--- Start RAW DATA ---

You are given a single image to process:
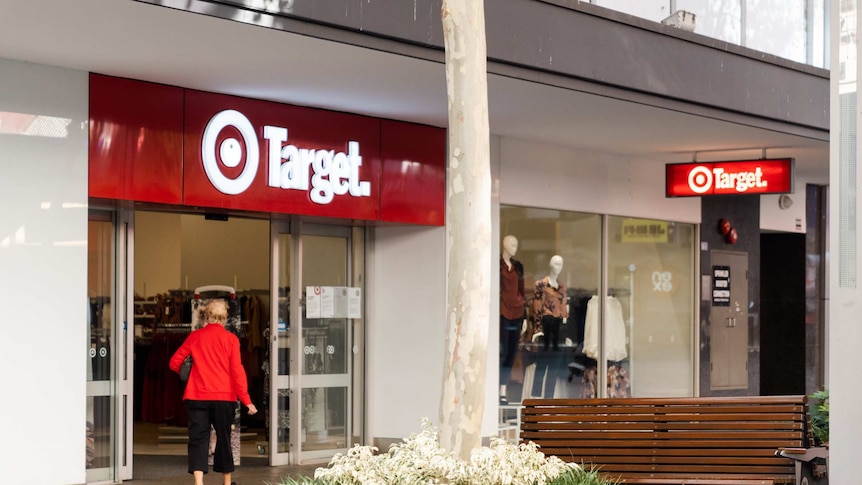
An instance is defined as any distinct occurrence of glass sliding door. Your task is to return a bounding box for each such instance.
[85,210,132,482]
[268,222,364,465]
[266,222,298,466]
[297,226,354,461]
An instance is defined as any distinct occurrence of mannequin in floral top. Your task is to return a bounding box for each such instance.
[531,255,569,397]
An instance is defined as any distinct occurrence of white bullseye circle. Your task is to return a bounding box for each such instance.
[688,167,712,194]
[219,138,242,168]
[201,109,260,195]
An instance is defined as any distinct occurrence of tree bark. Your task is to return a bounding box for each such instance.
[439,0,491,459]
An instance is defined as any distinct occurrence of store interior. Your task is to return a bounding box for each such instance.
[133,211,270,458]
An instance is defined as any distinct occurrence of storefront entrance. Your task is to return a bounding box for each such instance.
[87,207,364,483]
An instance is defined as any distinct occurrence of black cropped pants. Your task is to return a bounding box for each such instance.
[185,400,236,473]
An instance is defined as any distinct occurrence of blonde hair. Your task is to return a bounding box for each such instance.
[204,298,228,325]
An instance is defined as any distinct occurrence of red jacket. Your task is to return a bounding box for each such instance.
[169,323,251,406]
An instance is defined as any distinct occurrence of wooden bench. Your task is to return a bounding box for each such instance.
[521,396,813,485]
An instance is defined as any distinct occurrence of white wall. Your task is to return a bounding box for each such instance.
[760,180,807,234]
[500,138,700,224]
[366,227,446,440]
[0,59,88,485]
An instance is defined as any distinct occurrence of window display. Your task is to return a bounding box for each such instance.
[499,206,696,398]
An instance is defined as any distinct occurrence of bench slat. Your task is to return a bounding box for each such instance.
[521,421,805,431]
[521,396,810,485]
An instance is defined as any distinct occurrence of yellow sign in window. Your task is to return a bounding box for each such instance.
[622,219,668,243]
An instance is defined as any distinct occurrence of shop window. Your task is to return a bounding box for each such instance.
[499,206,696,405]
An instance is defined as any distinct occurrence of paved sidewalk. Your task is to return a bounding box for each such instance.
[132,455,325,485]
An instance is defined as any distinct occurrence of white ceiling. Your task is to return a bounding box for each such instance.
[0,0,829,183]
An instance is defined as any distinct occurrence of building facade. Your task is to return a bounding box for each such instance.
[0,0,829,483]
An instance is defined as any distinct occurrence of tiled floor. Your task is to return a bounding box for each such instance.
[133,423,321,485]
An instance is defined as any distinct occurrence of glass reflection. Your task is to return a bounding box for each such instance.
[302,387,347,451]
[84,215,114,480]
[500,206,695,398]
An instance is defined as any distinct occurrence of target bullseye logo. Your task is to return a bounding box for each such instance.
[688,167,712,194]
[201,109,260,195]
[201,109,371,201]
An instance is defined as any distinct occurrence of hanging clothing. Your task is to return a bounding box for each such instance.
[581,362,632,399]
[584,296,628,362]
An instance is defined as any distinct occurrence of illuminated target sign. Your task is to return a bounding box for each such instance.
[665,158,794,197]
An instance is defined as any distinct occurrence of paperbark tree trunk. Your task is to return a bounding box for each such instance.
[440,0,491,459]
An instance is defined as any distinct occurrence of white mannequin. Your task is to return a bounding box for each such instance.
[548,254,563,288]
[501,235,518,270]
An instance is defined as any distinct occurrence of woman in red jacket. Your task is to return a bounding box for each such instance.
[170,299,257,485]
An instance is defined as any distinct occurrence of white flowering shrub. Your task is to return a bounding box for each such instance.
[282,420,607,485]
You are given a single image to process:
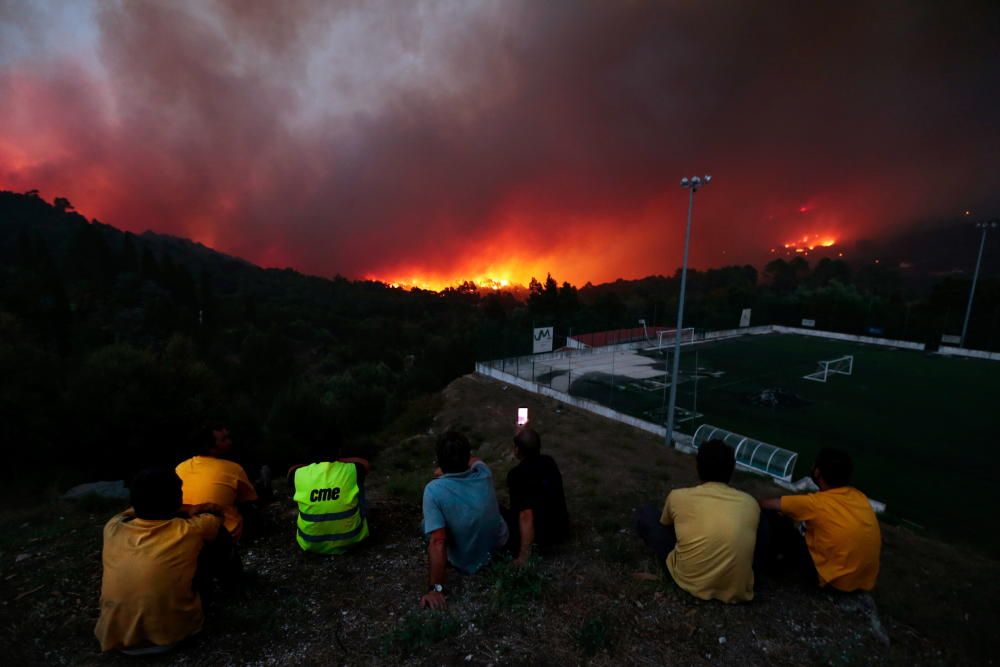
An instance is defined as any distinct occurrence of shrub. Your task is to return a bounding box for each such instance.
[575,615,614,656]
[488,556,544,610]
[382,611,461,655]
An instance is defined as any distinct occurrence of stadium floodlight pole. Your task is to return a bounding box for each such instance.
[667,176,712,447]
[958,220,1000,348]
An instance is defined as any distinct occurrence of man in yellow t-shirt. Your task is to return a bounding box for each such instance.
[760,448,882,592]
[94,469,232,654]
[175,426,257,541]
[636,440,760,602]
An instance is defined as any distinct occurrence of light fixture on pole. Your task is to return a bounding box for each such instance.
[958,220,1000,347]
[667,176,712,446]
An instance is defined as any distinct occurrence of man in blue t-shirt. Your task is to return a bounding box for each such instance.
[420,431,507,609]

--- End RAW DATA ---

◆ SET EXERCISE: Express all of the records above as a two-column CSV with the header instruction,answer. Give each instruction its own row, with the instruction in the first column and its answer in the second. Put each field in double quotes and replace any line breaks with spaces. Leave the pictures out.

◆ CORRECT ANSWER:
instruction,answer
"You are given a single image to process: An instance is defined as any distinct occurrence of glass sliding door. Your task is to return a bounding box for each such instance.","[85,210,132,482] [268,222,364,465] [266,222,298,466] [297,226,354,461]"
"An instance is defined as any distinct occurrence of mannequin in floral top. Your task is to return a bounding box for each such instance.","[531,255,569,397]"
"An instance is defined as any distinct occurrence of white bullseye circle. Your task is to return a bounding box for each such instance.","[688,167,712,194] [219,138,242,168] [201,109,260,195]"
"An instance is defined as any distinct occurrence of tree bark. Your task is to return a bounding box for each such instance.","[439,0,491,459]"
"An instance is defined as any distinct occurrence of store interior. Your task is to return a bounding box for each such instance.","[133,211,270,458]"
"An instance is defined as any distinct occurrence of storefront entrance. Your task is to return a bounding box for each such instance.","[87,207,364,483]"
"An instance is defined as any distinct occurrence of black cropped pants. Your task is to return a bounding box for each such instance.","[185,400,236,473]"
"An instance is defined as any distinct occurrence of blonde hair. Your task is to return a bounding box for each such instance.","[204,298,228,325]"
"An instance is defined as any distinct occurrence of red jacket. Your task is to return a bounding box for each such instance.","[169,323,251,406]"
"An instance is defined as any distinct occurrence of wooden bench. Your task is to return a bounding box for each such instance.","[521,396,813,485]"
"An instance is defined as any distinct occurrence of white wall. Your task is to return a bounding box for each such instance.","[760,180,807,234] [500,138,700,224] [366,227,446,440] [0,59,88,485]"
"An instance is defined as any distinct occurrence of window display. Your task is to return a bounding box for each such instance.","[499,206,696,398]"
"An instance is defined as any distinct occurrence of bench slat. Your task is to return a bounding box for each such instance.","[521,421,805,431] [521,396,810,485]"
"An instance is defined as any distinct occurrence of yellow sign in window. Your task is to return a bounding box for each such instance.","[622,219,668,243]"
"An instance is defined as any distinct occurrence of shop window. Your task is to return a bounding box for each such instance.","[499,206,696,405]"
"An instance is defined as any distinct occurrence of paved sidewalk. Your task is to return a bounding box for each such instance.","[132,455,325,485]"
"An instance is defined as any distinct occurrence of white ceiling. Your task is to return a bounding box for each such instance.","[0,0,829,183]"
"An instance is defined as any distinct occurrence of building facade. Your task is to return a bounding box for each such instance.","[0,0,829,483]"
"An instance is defined as any distinct occurrence of tiled floor. Your task is to return a bounding box for each such instance.","[133,423,321,485]"
"An instance is defined as any distinct occurrence of glass reflection. Your task is to return a bounding box for each such instance.","[302,387,347,451] [84,215,114,480] [500,206,695,398]"
"An instance is defined as any distinct occurrence of target bullseye logo. Your task is to return a bounding box for each such instance.","[688,167,712,194] [201,109,260,195] [201,109,371,201]"
"An instance is defined as any distinct occurrence of hanging clothing. Your task is to return a bounding box for each such instance.","[581,362,632,399] [584,296,628,362]"
"An instance is defined as any distinct occurrence of illuminated target sign. Your task is to return a bounding box for each such instance.","[665,158,794,197]"
"An instance is defined as any distinct occurrence of paperbark tree trunk. Your task is to return a bounding box for each such instance.","[440,0,491,459]"
"An instance is defined as any distinct occurrence of white mannequin. Your task is to return a bounding box for each such instance.","[548,254,563,288] [501,235,518,270]"
"An instance is defined as any distinct occurrence of woman in red jacket. Your task is to return a bounding box for each such instance.","[170,299,257,485]"
"An instance is defined as any distinct occurrence of white flowering shrub. Your task is to return a bounding box for each such instance.","[282,420,607,485]"
"You are given a single image to process: An instance is defined as any distinct occurrence of shrub. Your task is to return a bounding box for each such instance.","[575,615,614,656] [488,556,544,610] [382,611,461,655]"
"An instance is defined as any distinct occurrence of stadium floodlight pole. Your task is to return a bounding box for each such instance.","[667,176,712,447] [958,220,1000,348]"
"An instance is defined as any distinct occurrence of man in yellow t-shirt. Your task is to return a bounding box for each such instance.","[760,448,882,592] [94,469,232,654] [175,426,257,541] [636,440,760,602]"
"An instance is defined as any distinct occurrence of light fixture on pole. Your task is to return a bounding box for each such instance.","[958,220,1000,347] [667,176,712,446]"
"An instance is defined as any distinct occurrence of man in blue t-shirt. Your task is to return a bounding box for each such instance.","[420,431,507,609]"